> Records to process:
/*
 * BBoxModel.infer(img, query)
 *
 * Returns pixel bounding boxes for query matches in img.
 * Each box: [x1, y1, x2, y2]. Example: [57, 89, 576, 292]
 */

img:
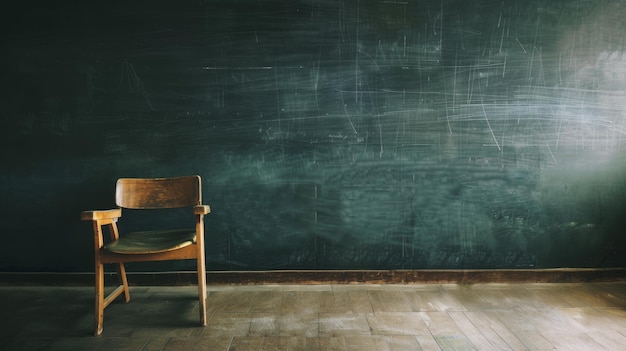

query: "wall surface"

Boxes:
[2, 0, 626, 272]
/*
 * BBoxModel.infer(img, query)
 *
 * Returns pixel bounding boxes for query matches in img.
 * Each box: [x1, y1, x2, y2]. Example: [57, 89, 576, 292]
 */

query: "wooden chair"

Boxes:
[81, 175, 210, 336]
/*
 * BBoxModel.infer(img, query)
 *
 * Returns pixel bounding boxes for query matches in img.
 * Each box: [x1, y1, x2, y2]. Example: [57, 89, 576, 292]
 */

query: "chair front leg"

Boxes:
[95, 260, 105, 336]
[196, 215, 207, 326]
[197, 256, 207, 326]
[90, 220, 106, 336]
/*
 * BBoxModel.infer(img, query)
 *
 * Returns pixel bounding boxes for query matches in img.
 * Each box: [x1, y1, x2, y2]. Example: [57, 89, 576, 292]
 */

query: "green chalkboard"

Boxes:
[2, 0, 626, 272]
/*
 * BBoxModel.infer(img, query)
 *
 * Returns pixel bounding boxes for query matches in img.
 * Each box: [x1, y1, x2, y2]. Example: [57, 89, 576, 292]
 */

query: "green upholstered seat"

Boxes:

> What this task involves: Give back the material word for word and drop the pictures it holds.

> Answer for this exercise:
/*
 * BBoxModel.infer(img, query)
 *
 * Returns pixel bounding boxes for query matches in img.
 * Each box: [x1, y1, x2, y2]. Example: [57, 89, 576, 292]
 */

img:

query: "wall surface"

Boxes:
[2, 0, 626, 272]
/*
 * BBoxModel.infer(img, query)
 *
 * Returns pixel bounding boxes for query matches in img.
 * Each box: [x1, y1, x2, y2]. Example: [57, 89, 576, 292]
 */

query: "wooden chair"

Boxes:
[81, 175, 210, 336]
/*
 * BBoxModel.infer(img, query)
 *
 * Returns pixel bounding boxes for query matches in img.
 * Each box: [x1, y1, x2, y2]. Example: [57, 89, 576, 292]
 */

query: "chair front leg"

Boxes:
[95, 260, 105, 336]
[196, 215, 207, 326]
[197, 256, 207, 326]
[90, 220, 106, 336]
/*
 * BBoxModel.infer(img, query)
 *
 * Returns pixel bounding boxes for query matches in img.
 * Each box: [x1, y1, x2, y2]. Example: [57, 89, 576, 292]
 */

query: "green chalkboard"

Boxes:
[2, 0, 626, 272]
/*
 * BBoxModel.infer(img, query)
 *
 * Returns pixel bounding boxes for query matches in img.
 * Each box: [x1, y1, x2, y2]. Example: [57, 89, 576, 292]
 */

query: "green upholstered seat"

Boxes:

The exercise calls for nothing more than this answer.